● 作業内容
以下の行をすべてもう一度書き、「Reviewer note」を「Annotator note」に書き換える。それ以外は一字も変えない。

------------------------------------------------------------

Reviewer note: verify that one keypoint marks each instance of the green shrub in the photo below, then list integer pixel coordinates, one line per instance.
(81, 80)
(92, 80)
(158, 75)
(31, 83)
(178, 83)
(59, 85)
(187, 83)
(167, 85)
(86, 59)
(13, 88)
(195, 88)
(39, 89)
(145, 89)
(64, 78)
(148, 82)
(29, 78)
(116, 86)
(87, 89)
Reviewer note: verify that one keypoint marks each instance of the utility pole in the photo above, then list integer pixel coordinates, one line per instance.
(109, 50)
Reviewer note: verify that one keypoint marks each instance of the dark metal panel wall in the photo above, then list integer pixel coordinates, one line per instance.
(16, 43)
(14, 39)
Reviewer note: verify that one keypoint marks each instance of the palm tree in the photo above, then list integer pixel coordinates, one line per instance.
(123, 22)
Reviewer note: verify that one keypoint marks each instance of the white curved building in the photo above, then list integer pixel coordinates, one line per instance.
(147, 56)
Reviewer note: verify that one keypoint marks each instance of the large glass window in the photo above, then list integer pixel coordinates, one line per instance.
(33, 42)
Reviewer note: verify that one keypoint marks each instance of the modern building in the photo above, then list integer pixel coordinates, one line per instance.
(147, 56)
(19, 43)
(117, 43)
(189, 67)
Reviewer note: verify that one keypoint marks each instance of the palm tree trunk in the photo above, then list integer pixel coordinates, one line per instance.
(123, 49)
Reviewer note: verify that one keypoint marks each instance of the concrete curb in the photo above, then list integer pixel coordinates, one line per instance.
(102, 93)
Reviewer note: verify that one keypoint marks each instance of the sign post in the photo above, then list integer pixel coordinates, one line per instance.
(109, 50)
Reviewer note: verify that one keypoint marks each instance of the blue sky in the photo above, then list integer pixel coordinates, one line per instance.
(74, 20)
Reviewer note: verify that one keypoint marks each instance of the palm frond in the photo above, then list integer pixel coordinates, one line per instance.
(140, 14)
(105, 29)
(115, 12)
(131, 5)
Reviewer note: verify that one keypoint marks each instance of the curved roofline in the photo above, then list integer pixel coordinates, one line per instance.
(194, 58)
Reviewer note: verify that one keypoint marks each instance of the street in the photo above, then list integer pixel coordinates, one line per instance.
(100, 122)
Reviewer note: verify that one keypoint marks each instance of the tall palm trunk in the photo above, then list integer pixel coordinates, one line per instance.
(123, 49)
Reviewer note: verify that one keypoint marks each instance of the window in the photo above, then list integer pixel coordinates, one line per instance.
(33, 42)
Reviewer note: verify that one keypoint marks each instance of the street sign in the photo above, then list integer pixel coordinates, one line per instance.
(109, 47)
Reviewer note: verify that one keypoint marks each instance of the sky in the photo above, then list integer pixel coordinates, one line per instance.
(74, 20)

------------------------------------------------------------

● 最終回答
Annotator note: verify that one keypoint marks each instance of the green shrub in the photo below, then list integer pixel coordinates, one line per instance.
(81, 80)
(92, 80)
(158, 75)
(31, 83)
(178, 83)
(59, 85)
(187, 83)
(167, 85)
(86, 59)
(13, 88)
(195, 88)
(39, 89)
(145, 89)
(64, 78)
(148, 82)
(29, 78)
(116, 86)
(87, 89)
Annotator note: verify that one keypoint marks each instance of the utility pole in the photo above, then list integer pixel coordinates, one line per instance.
(109, 50)
Annotator note: verify that one keypoint marks each instance of the dark metal panel wall in the photo above, then list integer pixel coordinates, one line per instance.
(16, 43)
(14, 39)
Annotator note: verify that one keypoint marks each instance of the palm tree in the photo above, then list integer pixel coordinates, one line per instance.
(123, 22)
Annotator note: verify that one keypoint marks each instance of the white curved building in the photo above, then list integer pixel coordinates, one line per instance.
(147, 56)
Annotator note: verify that one keypoint marks each instance of the large glass window in the photo above, then list integer pixel coordinates, one line per instance.
(33, 42)
Annotator note: verify that one keypoint marks each instance of the modern building in the photo above, then list integer pixel coordinates, one line per instance.
(147, 56)
(19, 43)
(117, 43)
(189, 67)
Annotator note: verify that one keypoint marks each instance of the palm tree trunk in the photo above, then list integer pixel coordinates, one line per instance.
(123, 49)
Annotator note: verify that one keypoint marks each instance of the concrete curb in the photo above, then list integer pixel coordinates, one line per instance.
(102, 93)
Annotator note: verify that one keypoint marks each instance of the sign post in the photo above, then list integer pixel coordinates, one line per instance.
(109, 50)
Annotator note: verify that one keypoint marks each instance of the blue sky in the photo above, then list integer pixel coordinates, one line per instance.
(74, 20)
Annotator note: verify that one keypoint marks each instance of the palm frond in the photo above, then list integer pixel coordinates, one line per instance.
(140, 14)
(105, 29)
(115, 12)
(131, 5)
Annotator note: verify that one keypoint marks each instance of the curved roofline in the photo above, then list integer pixel coordinates, one line per instance.
(194, 58)
Annotator note: verify that one keypoint marks each instance of the street in the photo above, then list integer pixel coordinates, one line per instance.
(100, 122)
Annotator note: verify that one keypoint marks each instance of the tall palm trunk in the photo above, then list integer pixel coordinates, one line per instance.
(123, 49)
Annotator note: verify that one keypoint marks each instance of the window in the photo above, then list integer pixel coordinates, one line per instance.
(33, 42)
Annotator note: verify that one keypoint marks each instance of the street sign in the photo above, then list integer pixel coordinates, one line per instance.
(109, 47)
Annotator note: verify that one keypoint marks each instance of the sky in the photo above, then list integer pixel coordinates, one line per instance.
(74, 20)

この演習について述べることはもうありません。